Thyroxine treatment in patients with symptoms of hypothyroidism but thyroid function tests within the reference range: randomised double blind placebo controlled crossover trialBMJ 2001; 323 doi: https://doi.org/10.1136/bmj.323.7318.891 (Published 20 October 2001) Cite this as: BMJ 2001;323:891
- M Anne Pollock, principal biochemist ()a,
- Alison Sturrock, senior house officerb,
- Karen Marshall, trainee clinical psychologistc,
- Kate M Davidson, research tutorc,
- Christopher J G Kelly, specialist registrarb,
- Alex D McMahon, consultant statisticiand,
- E Hamish McLaren, consultant physicianb
- a Department of Clinical Biochemistry, Stobhill Hospital, Glasgow G21 3UW
- b Department of Medicine, Stobhill Hospital
- c Department of Psychological Medicine, Gartnavel Royal Hospital, Glasgow G12 0XH
- d Robertson Centre for Biostatistics, University of Glasgow, Glasgow G12 8QQ
- Correspondence to: M A Pollock
- Accepted 8 May 2001
Objectives: To determine whether thyroxine treatment is effective in patients with symptoms of hypothyroidism but with thyroid function tests within the reference range, and to investigate the effect of thyroxine treatment on psychological and physical wellbeing in healthy participants.
Design: Randomised double blind placebo controlled crossover trial.
Setting: Outpatient clinic in a general hospital.
Participants: 25 patients with symptoms of hypothyroidism who had thyroid function tests within the reference range, and 19 controls.
☆ ☆ ☆ ☆ ☆ ☆ ☆
§ **What is required**
According to the thyroxine trial summary, how many controls took part? Please answer briefly. The rows come from a separate source and are unrelated to the thyroxine trial summary.
☆ ☆ ☆ ☆ ☆ ☆ ☆
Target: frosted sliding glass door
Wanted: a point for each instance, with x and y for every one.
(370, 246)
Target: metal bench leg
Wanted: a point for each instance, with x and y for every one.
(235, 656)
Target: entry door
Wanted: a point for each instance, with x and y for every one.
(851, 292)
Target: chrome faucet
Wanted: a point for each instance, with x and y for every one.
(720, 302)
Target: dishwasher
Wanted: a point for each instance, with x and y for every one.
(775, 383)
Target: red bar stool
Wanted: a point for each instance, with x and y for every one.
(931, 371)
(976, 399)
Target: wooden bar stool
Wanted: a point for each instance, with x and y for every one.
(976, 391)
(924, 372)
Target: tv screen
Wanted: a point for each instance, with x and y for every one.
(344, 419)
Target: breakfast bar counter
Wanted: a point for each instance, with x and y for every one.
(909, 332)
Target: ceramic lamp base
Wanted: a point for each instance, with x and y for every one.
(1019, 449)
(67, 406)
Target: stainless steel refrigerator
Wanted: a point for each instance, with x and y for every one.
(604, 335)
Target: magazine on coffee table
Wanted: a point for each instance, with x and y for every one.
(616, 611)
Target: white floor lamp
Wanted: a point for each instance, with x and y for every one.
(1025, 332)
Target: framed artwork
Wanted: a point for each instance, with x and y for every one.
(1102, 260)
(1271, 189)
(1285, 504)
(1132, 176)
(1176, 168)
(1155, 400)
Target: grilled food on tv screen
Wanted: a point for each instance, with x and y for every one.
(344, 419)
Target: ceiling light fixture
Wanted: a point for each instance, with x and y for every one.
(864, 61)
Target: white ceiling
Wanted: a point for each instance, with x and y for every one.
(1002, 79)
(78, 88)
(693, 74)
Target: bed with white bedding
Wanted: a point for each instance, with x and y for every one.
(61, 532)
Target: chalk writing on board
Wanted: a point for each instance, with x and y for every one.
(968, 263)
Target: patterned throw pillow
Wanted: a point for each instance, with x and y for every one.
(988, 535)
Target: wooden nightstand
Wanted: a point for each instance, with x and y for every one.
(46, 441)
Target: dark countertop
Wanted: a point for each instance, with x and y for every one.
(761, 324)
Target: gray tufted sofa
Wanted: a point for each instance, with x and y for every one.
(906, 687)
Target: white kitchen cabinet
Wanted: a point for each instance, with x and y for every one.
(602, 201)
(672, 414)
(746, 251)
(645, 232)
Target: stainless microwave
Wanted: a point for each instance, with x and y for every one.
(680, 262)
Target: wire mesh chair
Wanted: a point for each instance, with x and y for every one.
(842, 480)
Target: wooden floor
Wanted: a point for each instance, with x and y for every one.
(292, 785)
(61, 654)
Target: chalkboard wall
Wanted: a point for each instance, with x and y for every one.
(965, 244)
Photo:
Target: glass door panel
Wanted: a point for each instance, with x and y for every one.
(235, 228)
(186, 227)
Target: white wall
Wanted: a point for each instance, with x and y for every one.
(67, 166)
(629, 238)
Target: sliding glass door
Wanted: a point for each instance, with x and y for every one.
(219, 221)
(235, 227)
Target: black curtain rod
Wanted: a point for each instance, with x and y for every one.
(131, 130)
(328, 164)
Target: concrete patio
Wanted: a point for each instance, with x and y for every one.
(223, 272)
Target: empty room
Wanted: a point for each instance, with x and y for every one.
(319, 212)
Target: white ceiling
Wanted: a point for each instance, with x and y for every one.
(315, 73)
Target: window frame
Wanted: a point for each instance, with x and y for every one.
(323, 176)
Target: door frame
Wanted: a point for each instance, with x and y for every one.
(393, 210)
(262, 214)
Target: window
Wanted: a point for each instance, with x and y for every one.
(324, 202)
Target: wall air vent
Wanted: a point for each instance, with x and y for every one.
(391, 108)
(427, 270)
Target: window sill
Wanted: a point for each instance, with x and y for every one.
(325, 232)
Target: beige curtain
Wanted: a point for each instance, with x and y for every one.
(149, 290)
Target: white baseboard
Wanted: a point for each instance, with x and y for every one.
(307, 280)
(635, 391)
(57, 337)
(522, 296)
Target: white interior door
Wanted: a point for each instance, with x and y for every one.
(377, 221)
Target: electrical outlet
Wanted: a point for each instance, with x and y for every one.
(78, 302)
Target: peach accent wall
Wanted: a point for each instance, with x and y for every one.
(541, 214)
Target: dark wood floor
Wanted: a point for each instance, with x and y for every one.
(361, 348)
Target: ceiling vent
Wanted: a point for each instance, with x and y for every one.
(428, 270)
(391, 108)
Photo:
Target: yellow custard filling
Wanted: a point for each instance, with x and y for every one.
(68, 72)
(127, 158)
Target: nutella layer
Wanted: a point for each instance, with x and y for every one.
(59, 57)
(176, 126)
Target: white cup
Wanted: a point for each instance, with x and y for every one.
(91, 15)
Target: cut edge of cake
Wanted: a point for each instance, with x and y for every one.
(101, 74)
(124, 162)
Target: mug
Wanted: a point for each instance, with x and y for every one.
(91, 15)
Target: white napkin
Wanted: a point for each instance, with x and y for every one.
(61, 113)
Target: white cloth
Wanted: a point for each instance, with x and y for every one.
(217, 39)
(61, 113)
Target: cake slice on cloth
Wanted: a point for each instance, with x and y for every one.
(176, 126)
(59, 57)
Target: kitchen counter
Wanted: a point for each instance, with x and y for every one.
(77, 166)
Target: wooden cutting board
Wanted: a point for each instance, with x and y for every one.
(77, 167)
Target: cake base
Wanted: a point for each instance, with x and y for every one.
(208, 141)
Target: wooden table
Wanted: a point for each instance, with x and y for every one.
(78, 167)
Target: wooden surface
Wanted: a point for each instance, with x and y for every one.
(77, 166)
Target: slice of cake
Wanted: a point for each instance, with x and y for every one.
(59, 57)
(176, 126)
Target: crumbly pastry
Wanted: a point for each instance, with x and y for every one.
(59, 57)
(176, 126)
☆ ☆ ☆ ☆ ☆ ☆ ☆
§ **Expected answer**
19 controls.